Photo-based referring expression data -
»»

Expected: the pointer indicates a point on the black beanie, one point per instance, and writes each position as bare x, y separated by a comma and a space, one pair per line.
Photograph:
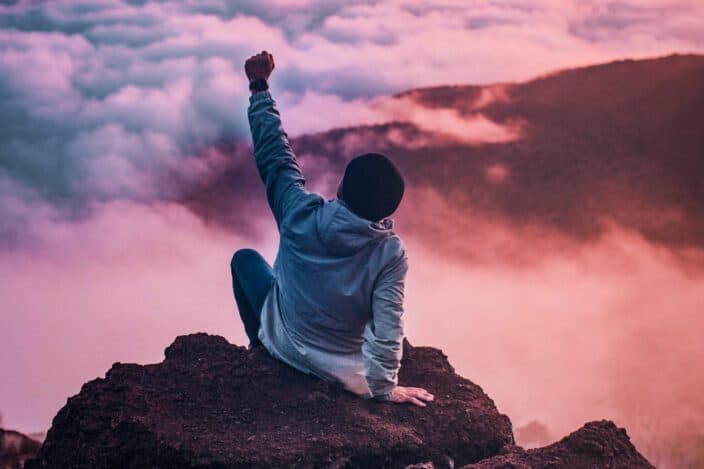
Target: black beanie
372, 186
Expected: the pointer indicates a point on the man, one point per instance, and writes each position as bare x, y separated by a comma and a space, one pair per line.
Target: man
332, 304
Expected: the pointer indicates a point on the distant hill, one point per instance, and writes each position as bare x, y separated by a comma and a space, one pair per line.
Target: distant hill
616, 143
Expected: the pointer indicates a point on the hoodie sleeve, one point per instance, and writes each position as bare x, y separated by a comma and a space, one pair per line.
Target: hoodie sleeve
276, 162
383, 334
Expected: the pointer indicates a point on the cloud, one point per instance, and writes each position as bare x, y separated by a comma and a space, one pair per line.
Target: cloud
69, 70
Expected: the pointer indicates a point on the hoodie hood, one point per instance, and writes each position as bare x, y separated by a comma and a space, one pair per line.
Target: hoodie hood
344, 233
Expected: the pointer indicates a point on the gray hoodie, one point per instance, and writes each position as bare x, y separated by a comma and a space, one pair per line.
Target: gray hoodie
335, 308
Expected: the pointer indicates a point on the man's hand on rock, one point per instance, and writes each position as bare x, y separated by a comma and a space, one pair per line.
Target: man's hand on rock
259, 66
417, 396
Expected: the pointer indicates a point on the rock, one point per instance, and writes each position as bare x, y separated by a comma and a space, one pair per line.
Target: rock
211, 404
16, 448
595, 445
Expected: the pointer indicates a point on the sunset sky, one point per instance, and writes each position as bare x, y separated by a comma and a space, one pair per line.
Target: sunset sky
101, 261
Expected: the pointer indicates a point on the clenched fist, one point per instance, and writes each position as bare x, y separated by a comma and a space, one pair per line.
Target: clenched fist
259, 66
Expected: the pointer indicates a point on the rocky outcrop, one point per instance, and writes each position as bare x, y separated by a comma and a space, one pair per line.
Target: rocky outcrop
595, 445
15, 449
211, 404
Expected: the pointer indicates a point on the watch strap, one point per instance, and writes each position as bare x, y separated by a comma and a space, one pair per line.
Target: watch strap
260, 84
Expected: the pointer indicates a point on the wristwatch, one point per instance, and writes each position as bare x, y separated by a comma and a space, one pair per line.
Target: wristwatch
260, 84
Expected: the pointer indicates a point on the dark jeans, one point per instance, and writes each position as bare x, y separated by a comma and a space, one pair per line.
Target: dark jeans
251, 279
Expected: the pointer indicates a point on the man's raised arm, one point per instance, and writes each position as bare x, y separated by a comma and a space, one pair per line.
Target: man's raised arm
274, 156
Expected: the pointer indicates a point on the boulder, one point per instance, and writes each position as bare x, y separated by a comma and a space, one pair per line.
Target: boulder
211, 404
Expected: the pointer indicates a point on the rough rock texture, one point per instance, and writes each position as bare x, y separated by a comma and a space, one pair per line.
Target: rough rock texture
596, 445
211, 404
16, 448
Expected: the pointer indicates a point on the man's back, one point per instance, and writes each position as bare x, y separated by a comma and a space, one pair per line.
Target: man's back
333, 304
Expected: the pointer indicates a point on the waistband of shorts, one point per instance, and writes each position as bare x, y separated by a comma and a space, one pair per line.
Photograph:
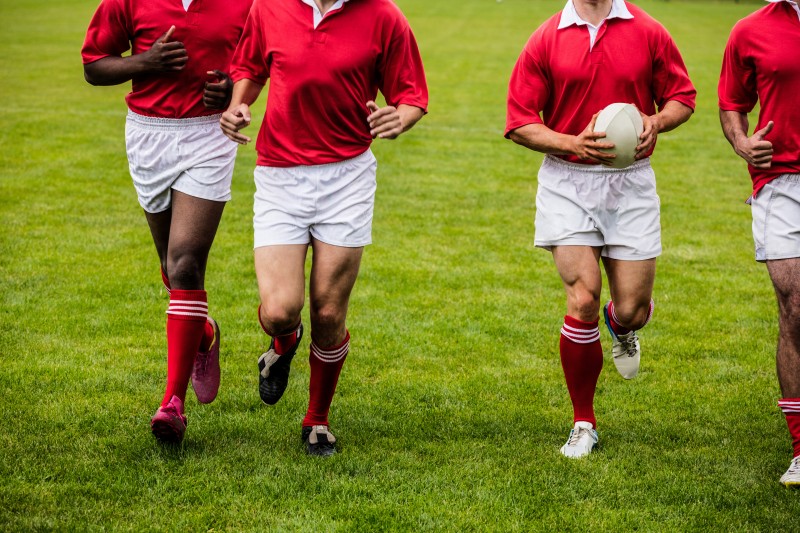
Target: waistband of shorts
791, 178
366, 154
599, 169
172, 123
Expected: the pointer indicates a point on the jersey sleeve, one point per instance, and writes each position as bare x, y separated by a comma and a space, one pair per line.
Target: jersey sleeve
250, 59
670, 77
528, 89
402, 77
109, 32
737, 81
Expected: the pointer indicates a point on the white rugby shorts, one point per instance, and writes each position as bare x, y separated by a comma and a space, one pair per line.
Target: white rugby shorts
332, 203
594, 205
776, 219
190, 155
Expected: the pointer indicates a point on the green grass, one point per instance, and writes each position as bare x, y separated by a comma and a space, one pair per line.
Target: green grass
452, 404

««

What is expected - Your answer must be an exact copy of the entries above, with no pictures in it.

Output of the task -
Expected: the pointer indicates a point on the black beanie, one point per instance, and writes each position as bare x, y separated by a comma and a space, one pair per line.
Photograph:
Target: black beanie
372, 186
Expected: the pointer indicates a point on the man, one point per instance, and writes each position as bare x, y separated by a comma and a space, one pair per line.
Target: man
332, 304
Expected: the pointer indicates a point on the distant hill, one point per instance, and writes each position as bare x, y separated by a comma and a space, one pair per line.
Target: distant hill
616, 143
Expected: the pointer indicates a point on the hoodie sleeve, one point per instance, and writes each position as bare x, y separated by a comma and a space, one pair per line.
Target: hoodie sleeve
276, 162
383, 334
Expected: the pointer indicates a point on the cloud, one point per instance, and writes each position as bare x, y separated by a comma and a space, one pair per line.
Target: cloud
69, 70
Expected: the pointer indicates a point on the hoodie hood, one point per instance, and writes each position as bare x, y separated by a comma and a space, one pair per line.
Target: hoodie hood
344, 233
Expected: the pointer indicates a point on the gray hoodie, one point per instance, and writes each position as bare x, y separated by a comma and a space, one pair per line.
Target: gray hoodie
335, 308
Expected: the pointer indicates a point on the man's hand on rock, one point per instance, and writes each position as bare x, y separated by a comma and a space, one pair per line.
Target: man's hand on rock
259, 66
417, 396
Expected: the pointer indicates a point on the rock, one point per instance, and writes each position as bare x, y separated by a comma and a space, one pair per line.
Target: rock
211, 404
16, 448
595, 445
Expected: the pointer indicates a point on the sunset sky, one point per instance, and writes each position as bare x, y separated by a comma and a space, one pair per line.
Target: sunset sky
101, 261
Expected: the pointer indicates a point on the clenched fist, one point per instance, and writes each position as bare x, y separated by a comma and a space, one pair per line.
Target: clenched fist
259, 66
Expected: the pointer indicates a point on the rocky outcrop, one point per instance, and writes each position as bare x, y separated by a comma and a space, one pair per line.
Target: rocky outcrop
595, 445
15, 449
211, 404
Expected: the pointer indicates a point on the watch strap, one point per instance, and writes each position as bare x, y separated by a comma and a space, one pair per line.
Target: watch strap
260, 84
Expected: the pointer indicates a point on the wristwatch, one point per instance, and writes each position as bare x, y separated by a comma and a space, one pair per line.
Target: wristwatch
260, 84
Expected: the pointer indicates a point on the dark jeans, one point per instance, and writes each position as bare x, y separated by a comma and a space, one pair per line.
Target: dark jeans
251, 279
Expected: the pointer indicates a point on the man's raised arm, one point per instance, and writes each position as bare x, y separated by a comma and a space, one pair per line.
Target: man's raised arm
274, 156
Expected: the pointer indicates a point on the boulder, one point per instance, and writes each position as bare x, y separated by a comma and a space, one pair per line.
Target: boulder
211, 404
Expected: the pointer indicates a point on the rough rock texture, one point per instance, and writes each position as bare x, y separated by a comma and a space, one pair per line.
Target: rough rock texture
596, 445
211, 404
16, 448
Expected: the pointer indicates a point on the man's back, one point per instance, and writes each position as bare x, y separated by a comma and a space, one pair per line.
Target: man's back
333, 304
Expected: the pointer indicates a point on the waistband of shorts, one point per instance, and writes each position as bare x, y separated by a comma and a space, one pair per line.
Photograph:
Target: waistband of shorts
791, 178
366, 154
599, 169
172, 123
Expected: the pointer indicates a point on the jersey sleeve, one point per instance, and writes each position as bare x, y separated by a comma and a space, one pair per line.
Target: jersey sleeve
250, 59
670, 77
528, 89
402, 77
109, 32
737, 81
Expected: the pointer indicates a point on the white rugby shorts, one point per instance, and writes each position as bare x, y separated by a comma and a space, one pair per line.
Target: white rugby shorts
332, 203
594, 205
776, 219
190, 155
Expected: the pointer indicates a point on the green grass, one point per instance, and writes each position as bare x, y separated by a comma and a space, one pair per line.
Target: green grass
452, 404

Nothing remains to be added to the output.